_Coordinate labeling data_:
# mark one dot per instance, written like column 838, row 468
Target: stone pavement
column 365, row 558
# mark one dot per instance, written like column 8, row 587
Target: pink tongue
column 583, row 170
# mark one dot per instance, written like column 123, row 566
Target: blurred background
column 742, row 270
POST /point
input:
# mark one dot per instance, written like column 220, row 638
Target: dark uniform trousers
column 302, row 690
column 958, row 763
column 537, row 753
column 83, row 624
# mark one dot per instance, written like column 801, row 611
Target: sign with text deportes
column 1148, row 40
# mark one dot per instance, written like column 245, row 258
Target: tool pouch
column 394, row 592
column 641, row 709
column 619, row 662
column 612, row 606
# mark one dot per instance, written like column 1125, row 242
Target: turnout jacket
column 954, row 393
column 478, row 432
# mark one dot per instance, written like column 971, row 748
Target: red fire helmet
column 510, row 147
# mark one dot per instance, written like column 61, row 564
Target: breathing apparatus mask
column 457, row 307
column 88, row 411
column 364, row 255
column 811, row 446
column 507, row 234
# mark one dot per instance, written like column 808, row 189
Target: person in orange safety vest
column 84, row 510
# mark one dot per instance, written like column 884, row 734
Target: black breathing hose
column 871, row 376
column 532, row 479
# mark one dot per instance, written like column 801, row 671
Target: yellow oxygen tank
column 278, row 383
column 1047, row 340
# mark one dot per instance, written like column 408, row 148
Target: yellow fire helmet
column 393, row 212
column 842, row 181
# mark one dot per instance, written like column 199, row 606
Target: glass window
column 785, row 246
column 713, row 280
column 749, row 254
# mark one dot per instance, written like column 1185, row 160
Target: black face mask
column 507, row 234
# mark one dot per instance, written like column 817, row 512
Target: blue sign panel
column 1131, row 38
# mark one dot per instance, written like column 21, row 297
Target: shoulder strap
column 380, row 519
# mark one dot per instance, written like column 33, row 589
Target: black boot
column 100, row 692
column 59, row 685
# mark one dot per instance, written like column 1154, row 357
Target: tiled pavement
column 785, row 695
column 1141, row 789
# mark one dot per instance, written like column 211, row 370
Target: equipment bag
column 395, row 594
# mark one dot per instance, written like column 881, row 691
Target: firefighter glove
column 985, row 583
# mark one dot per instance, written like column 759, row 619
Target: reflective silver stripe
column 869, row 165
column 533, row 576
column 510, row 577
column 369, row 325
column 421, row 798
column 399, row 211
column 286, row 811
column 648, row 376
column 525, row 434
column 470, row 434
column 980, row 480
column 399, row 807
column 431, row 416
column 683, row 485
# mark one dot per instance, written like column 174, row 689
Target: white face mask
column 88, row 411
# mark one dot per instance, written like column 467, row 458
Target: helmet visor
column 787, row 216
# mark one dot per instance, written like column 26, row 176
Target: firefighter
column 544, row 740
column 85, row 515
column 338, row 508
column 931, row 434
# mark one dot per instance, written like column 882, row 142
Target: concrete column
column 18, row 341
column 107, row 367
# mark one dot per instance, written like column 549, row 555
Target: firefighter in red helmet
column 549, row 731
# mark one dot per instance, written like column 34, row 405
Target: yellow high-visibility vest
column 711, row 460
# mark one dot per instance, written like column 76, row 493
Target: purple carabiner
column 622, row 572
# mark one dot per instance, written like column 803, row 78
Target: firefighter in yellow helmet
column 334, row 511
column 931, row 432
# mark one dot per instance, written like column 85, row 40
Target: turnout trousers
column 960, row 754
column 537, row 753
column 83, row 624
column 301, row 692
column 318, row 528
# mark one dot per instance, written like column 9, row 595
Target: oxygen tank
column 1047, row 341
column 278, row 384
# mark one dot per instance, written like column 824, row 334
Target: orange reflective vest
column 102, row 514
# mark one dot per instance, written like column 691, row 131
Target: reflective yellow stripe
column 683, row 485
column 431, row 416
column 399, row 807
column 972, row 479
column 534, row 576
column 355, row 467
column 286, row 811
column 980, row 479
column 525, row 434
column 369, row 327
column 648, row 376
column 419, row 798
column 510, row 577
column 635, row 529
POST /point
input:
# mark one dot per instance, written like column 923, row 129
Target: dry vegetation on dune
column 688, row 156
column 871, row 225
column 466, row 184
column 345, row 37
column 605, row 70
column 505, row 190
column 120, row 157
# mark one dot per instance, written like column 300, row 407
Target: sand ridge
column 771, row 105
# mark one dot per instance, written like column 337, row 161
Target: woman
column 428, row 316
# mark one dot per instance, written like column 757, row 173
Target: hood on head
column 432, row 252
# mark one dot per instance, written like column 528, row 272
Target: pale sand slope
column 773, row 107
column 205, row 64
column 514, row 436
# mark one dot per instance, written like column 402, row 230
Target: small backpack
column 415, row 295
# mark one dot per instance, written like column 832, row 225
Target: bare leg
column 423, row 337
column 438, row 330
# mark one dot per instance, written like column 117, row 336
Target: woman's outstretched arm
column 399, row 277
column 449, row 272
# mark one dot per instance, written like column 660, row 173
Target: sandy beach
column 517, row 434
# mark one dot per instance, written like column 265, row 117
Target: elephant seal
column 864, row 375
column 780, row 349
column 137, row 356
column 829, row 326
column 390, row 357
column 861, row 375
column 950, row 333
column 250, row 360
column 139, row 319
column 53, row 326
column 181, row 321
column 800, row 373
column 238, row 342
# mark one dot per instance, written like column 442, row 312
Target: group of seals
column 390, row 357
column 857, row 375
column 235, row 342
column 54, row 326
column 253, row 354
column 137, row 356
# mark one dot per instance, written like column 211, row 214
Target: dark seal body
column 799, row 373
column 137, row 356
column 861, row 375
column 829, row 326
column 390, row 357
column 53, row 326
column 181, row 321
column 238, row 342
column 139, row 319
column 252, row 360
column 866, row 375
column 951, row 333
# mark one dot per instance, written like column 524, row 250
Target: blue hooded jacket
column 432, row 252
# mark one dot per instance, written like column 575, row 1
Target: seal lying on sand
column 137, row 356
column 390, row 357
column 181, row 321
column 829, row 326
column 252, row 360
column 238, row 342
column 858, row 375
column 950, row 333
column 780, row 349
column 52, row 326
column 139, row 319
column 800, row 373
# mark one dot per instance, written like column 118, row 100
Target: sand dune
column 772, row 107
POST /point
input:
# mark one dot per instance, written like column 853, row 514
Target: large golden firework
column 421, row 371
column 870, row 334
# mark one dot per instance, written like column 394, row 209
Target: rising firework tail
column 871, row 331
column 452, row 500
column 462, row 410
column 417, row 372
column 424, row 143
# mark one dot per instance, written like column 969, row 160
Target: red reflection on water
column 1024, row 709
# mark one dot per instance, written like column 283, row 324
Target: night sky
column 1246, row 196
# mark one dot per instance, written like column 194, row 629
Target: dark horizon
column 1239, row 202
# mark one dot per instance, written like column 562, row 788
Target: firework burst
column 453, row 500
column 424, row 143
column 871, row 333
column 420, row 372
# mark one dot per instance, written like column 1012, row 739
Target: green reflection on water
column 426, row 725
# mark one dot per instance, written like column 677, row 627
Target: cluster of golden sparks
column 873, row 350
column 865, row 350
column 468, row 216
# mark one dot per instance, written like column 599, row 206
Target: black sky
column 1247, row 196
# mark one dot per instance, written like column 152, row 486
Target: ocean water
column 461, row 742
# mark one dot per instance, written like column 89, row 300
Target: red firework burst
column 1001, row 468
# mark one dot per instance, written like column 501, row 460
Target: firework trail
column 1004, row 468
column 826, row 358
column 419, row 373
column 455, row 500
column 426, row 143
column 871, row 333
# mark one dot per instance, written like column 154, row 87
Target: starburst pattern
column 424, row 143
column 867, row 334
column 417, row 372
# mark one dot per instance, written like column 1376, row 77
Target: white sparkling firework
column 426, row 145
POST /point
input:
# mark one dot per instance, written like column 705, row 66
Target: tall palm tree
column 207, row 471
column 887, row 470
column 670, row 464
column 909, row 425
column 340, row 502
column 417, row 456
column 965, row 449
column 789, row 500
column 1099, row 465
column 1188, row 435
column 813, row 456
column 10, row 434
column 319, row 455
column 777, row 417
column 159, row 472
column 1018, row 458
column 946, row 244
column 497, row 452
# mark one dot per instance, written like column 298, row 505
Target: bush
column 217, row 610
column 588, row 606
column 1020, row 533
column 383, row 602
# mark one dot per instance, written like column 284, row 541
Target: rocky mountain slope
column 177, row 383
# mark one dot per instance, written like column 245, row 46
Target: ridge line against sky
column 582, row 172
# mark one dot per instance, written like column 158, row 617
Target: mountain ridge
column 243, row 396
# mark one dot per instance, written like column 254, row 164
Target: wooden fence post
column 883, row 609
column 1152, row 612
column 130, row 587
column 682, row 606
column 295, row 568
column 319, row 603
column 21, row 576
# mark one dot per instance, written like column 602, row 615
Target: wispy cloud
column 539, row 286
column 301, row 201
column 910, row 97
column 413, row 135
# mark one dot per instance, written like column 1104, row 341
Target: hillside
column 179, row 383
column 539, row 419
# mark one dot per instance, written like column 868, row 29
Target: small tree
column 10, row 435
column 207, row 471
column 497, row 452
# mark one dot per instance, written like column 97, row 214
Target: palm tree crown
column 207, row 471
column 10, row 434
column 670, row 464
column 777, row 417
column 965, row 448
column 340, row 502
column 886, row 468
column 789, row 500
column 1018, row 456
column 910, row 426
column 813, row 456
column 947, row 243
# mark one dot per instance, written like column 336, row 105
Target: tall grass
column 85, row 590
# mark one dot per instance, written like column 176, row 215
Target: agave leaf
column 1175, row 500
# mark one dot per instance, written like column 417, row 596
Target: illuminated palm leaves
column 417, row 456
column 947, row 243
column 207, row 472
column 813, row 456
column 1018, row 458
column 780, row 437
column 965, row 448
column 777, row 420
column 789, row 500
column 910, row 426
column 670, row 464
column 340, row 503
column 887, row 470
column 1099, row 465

_Short exercise_:
Turn everything from the line containing "# mark one dot per instance, written like column 602, row" down to the last line of the items into a JSON list of strings, one string per line, omitting any blank lines.

_Answer in full_:
[
  "# mark one dot per instance, written like column 602, row 615",
  "Target: wispy cloud",
  "column 539, row 286",
  "column 301, row 201",
  "column 910, row 97",
  "column 413, row 135",
  "# mark one dot per instance, written like column 1104, row 341",
  "Target: hillside",
  "column 179, row 383",
  "column 539, row 419",
  "# mark one dot per instance, written like column 868, row 29",
  "Target: small tree",
  "column 10, row 435",
  "column 207, row 471",
  "column 497, row 452",
  "# mark one dot per instance, written like column 97, row 214",
  "Target: palm tree crown",
  "column 207, row 471",
  "column 10, row 434",
  "column 670, row 464",
  "column 777, row 417",
  "column 965, row 448",
  "column 340, row 502",
  "column 886, row 468",
  "column 789, row 500",
  "column 1018, row 456",
  "column 910, row 426",
  "column 813, row 456",
  "column 947, row 243",
  "# mark one dot per instance, written like column 336, row 105",
  "Target: tall grass",
  "column 85, row 590",
  "# mark one dot per instance, written like column 176, row 215",
  "Target: agave leaf",
  "column 1175, row 500",
  "# mark one dot per instance, written like column 417, row 596",
  "Target: illuminated palm leaves",
  "column 417, row 456",
  "column 947, row 243",
  "column 207, row 472",
  "column 813, row 456",
  "column 1018, row 458",
  "column 780, row 437",
  "column 965, row 448",
  "column 777, row 420",
  "column 789, row 500",
  "column 910, row 426",
  "column 670, row 464",
  "column 340, row 503",
  "column 887, row 470",
  "column 1099, row 465"
]